• **What the task requires**
Please change "An example of the format" to "A sample of the layout" in the rows, starting with the line that contains "Outline every instance of the surfer's arm." and going on through the end of the rows, and write out only those lines with everything else unchanged.

• **Provided material**
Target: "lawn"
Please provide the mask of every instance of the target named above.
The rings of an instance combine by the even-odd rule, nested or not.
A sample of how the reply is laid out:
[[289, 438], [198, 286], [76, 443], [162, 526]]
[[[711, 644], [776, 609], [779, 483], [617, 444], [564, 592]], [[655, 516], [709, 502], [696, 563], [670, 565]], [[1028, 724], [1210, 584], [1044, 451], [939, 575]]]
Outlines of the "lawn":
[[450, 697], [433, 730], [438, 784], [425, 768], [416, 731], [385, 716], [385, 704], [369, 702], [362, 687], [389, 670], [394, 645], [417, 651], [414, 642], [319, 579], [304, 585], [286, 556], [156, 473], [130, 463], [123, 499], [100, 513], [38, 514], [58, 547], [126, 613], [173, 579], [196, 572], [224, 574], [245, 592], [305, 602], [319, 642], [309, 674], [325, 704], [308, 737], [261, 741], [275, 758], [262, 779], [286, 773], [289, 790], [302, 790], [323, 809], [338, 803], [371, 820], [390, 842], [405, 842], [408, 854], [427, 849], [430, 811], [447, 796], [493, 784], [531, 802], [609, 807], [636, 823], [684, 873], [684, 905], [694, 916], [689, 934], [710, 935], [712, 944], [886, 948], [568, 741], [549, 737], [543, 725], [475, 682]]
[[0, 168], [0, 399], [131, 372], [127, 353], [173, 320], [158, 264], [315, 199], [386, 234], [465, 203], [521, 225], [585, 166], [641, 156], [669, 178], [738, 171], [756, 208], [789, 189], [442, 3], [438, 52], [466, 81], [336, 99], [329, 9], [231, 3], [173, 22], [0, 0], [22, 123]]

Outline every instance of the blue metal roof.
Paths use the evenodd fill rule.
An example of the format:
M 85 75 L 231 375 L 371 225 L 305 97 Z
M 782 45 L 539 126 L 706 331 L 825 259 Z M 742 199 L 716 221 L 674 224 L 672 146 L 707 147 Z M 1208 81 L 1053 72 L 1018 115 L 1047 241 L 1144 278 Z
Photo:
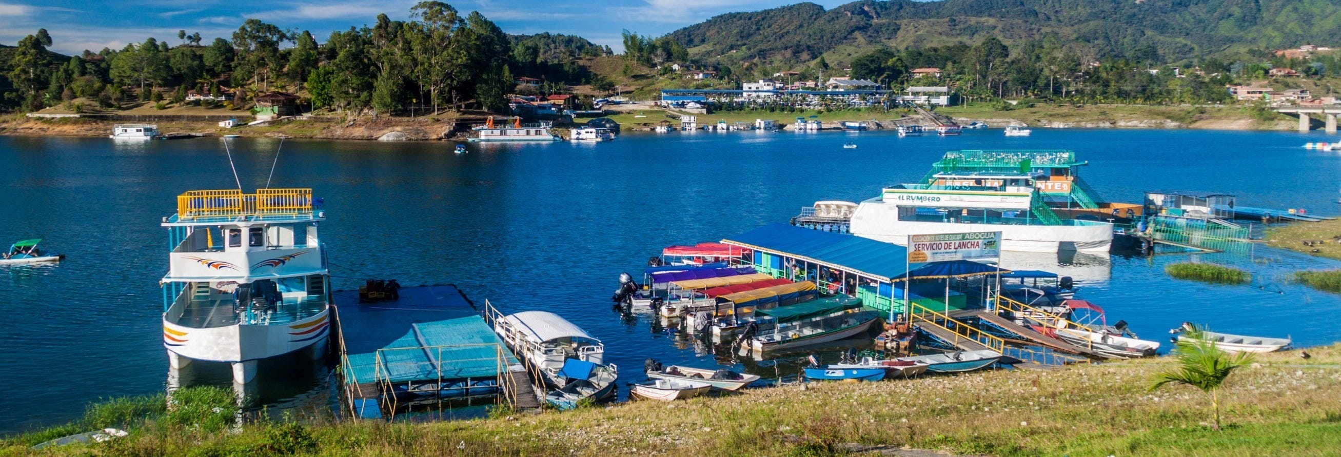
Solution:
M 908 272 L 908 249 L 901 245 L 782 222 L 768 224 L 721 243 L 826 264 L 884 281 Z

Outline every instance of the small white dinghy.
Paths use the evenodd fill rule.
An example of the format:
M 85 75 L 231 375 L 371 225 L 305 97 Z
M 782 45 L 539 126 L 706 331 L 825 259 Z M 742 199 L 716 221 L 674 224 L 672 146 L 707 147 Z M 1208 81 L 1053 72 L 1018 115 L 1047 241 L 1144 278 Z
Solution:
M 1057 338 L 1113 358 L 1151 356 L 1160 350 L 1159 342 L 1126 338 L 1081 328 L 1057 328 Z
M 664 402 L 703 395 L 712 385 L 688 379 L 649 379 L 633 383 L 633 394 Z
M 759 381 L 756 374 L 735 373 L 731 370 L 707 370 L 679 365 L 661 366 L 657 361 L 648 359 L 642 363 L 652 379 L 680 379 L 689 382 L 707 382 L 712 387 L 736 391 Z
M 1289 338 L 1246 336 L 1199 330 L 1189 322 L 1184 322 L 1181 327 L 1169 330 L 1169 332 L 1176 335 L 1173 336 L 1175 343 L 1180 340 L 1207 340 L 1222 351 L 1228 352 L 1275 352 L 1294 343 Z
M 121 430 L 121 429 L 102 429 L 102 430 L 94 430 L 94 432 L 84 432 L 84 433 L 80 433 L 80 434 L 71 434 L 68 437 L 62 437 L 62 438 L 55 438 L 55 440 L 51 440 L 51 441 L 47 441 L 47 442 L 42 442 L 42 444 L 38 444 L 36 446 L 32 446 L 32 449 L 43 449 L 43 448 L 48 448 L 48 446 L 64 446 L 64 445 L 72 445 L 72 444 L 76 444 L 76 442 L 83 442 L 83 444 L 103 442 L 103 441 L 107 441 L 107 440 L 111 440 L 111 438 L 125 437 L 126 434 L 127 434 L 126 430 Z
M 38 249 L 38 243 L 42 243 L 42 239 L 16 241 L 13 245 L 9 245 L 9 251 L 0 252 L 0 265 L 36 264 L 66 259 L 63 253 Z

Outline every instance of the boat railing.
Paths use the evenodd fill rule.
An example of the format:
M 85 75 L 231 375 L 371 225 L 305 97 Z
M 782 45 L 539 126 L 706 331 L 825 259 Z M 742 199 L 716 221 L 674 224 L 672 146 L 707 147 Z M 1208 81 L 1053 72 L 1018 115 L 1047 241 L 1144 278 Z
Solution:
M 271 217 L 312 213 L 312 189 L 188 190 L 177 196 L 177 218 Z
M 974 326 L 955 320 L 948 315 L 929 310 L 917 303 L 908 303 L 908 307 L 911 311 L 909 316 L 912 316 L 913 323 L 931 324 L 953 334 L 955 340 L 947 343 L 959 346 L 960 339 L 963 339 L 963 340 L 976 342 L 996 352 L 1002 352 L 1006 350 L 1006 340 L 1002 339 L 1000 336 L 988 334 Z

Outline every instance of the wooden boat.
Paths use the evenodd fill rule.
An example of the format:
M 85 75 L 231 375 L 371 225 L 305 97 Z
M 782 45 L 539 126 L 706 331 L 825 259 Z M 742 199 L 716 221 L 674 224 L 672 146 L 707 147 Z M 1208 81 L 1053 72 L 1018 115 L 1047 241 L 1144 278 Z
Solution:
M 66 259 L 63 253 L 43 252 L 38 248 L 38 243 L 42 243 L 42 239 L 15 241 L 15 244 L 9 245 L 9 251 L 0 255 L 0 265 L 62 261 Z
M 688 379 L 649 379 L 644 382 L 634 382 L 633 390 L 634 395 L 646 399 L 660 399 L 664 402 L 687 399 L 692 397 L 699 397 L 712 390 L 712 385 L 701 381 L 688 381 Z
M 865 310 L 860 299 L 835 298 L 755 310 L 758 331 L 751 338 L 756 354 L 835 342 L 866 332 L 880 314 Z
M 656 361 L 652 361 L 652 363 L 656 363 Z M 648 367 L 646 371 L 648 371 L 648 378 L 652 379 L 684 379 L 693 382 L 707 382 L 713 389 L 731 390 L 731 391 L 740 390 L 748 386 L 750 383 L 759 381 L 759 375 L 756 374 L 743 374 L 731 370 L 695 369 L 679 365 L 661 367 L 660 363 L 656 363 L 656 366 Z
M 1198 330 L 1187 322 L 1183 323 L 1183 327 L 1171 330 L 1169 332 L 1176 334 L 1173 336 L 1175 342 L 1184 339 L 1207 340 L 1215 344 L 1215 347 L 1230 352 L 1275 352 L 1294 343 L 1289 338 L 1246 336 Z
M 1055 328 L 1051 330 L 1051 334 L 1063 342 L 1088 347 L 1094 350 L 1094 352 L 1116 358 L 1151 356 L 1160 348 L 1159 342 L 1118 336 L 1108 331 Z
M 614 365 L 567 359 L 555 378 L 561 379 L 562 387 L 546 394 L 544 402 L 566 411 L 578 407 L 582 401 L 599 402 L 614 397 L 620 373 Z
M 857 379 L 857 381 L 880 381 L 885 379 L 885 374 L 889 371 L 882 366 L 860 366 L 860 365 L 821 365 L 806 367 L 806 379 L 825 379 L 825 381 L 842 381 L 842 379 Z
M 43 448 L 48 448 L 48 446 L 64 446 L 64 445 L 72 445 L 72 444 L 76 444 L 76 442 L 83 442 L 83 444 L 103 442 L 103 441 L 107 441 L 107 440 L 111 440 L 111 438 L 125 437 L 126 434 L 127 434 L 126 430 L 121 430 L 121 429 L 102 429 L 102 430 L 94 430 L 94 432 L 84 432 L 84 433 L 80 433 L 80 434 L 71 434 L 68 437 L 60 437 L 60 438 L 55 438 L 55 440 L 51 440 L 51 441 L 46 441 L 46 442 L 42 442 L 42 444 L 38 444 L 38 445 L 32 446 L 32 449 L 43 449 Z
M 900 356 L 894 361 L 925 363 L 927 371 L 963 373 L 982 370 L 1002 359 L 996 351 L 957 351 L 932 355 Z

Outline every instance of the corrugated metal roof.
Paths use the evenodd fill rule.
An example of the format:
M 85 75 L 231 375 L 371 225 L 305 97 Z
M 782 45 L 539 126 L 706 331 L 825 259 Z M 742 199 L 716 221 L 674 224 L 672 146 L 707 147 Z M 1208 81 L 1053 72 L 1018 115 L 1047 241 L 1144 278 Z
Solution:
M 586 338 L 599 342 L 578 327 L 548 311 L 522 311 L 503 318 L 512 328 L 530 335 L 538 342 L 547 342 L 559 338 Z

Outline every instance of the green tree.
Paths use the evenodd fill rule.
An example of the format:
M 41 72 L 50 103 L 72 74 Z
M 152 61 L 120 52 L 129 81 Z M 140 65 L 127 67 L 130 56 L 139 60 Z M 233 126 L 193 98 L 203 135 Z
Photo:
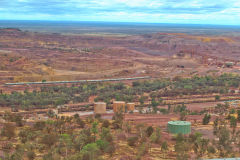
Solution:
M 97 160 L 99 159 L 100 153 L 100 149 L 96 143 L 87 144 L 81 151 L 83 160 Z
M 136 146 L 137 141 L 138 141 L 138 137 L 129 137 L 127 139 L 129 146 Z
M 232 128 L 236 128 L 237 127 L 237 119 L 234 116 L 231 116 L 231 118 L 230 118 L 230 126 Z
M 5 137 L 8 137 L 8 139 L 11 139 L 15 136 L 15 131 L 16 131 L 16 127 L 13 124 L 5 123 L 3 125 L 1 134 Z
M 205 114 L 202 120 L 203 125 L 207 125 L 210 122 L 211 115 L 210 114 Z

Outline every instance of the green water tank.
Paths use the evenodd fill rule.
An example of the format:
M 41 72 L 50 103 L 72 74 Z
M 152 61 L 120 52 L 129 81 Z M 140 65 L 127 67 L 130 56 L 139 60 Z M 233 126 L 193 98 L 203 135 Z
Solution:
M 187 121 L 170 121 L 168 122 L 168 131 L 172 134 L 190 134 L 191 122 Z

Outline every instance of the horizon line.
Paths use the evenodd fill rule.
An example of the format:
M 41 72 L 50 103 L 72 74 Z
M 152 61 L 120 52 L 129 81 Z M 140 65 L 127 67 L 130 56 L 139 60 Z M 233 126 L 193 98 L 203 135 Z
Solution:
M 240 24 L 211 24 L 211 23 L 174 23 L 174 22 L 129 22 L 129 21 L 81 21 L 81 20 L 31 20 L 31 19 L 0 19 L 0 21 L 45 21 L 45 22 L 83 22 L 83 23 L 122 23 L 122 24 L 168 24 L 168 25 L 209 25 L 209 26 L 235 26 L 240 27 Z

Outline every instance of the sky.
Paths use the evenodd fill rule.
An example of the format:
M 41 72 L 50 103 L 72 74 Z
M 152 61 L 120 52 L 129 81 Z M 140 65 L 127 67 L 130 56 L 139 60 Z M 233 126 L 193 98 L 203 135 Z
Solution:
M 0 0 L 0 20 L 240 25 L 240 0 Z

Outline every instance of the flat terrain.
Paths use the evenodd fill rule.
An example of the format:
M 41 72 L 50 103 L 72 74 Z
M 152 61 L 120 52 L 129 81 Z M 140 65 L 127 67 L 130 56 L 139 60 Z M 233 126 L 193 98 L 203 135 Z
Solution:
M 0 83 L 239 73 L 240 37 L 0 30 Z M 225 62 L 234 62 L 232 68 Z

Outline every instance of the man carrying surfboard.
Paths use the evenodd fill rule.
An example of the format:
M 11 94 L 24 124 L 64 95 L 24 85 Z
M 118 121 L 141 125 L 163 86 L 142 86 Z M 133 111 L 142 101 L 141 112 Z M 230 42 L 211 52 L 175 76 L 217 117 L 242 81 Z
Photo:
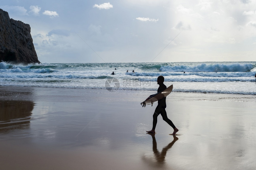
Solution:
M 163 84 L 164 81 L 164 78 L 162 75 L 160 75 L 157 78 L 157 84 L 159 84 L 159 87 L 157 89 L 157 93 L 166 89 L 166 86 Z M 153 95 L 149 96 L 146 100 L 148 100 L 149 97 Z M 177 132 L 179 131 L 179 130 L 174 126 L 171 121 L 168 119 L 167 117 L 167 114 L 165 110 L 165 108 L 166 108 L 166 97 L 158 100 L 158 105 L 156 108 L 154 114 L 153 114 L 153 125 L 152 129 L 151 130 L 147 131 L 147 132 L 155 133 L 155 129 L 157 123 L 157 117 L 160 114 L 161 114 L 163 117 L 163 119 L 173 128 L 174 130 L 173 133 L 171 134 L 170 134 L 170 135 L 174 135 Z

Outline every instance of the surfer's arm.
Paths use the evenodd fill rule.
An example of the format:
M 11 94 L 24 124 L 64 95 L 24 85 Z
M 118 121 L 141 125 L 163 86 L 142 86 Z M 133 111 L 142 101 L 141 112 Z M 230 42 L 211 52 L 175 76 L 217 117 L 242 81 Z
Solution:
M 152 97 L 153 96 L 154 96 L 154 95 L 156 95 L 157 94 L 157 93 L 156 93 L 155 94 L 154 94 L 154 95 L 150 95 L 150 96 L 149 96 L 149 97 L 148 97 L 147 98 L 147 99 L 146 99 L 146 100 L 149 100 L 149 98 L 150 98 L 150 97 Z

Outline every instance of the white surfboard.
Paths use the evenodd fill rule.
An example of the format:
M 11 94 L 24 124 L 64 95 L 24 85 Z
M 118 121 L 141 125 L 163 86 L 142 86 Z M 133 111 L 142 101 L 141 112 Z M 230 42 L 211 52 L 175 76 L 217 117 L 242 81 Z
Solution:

• **Problem solution**
Outline every instance of the surfer's arm.
Paths use the evenodd fill rule.
A sample of the layout:
M 11 94 L 24 124 L 64 95 L 24 85 Z
M 118 121 L 141 125 L 163 86 L 142 86 Z M 133 111 L 142 101 L 141 112 Z M 230 42 L 211 52 L 175 76 L 217 117 L 242 81 Z
Solution:
M 152 97 L 153 96 L 154 96 L 154 95 L 156 95 L 157 94 L 157 93 L 156 93 L 155 94 L 154 94 L 154 95 L 150 95 L 150 96 L 149 96 L 149 97 L 148 97 L 147 98 L 147 99 L 146 99 L 146 100 L 149 100 L 149 98 L 150 98 L 150 97 Z

Outline every instance of the white surfboard.
Paths use the evenodd fill rule.
A sample of the layout:
M 11 94 L 24 124 L 64 95 L 24 85 Z
M 118 121 L 141 125 L 163 86 L 142 86 Z M 133 111 L 142 101 L 141 112 Z M 230 42 L 211 52 L 175 76 L 217 117 L 242 81 Z
Solution:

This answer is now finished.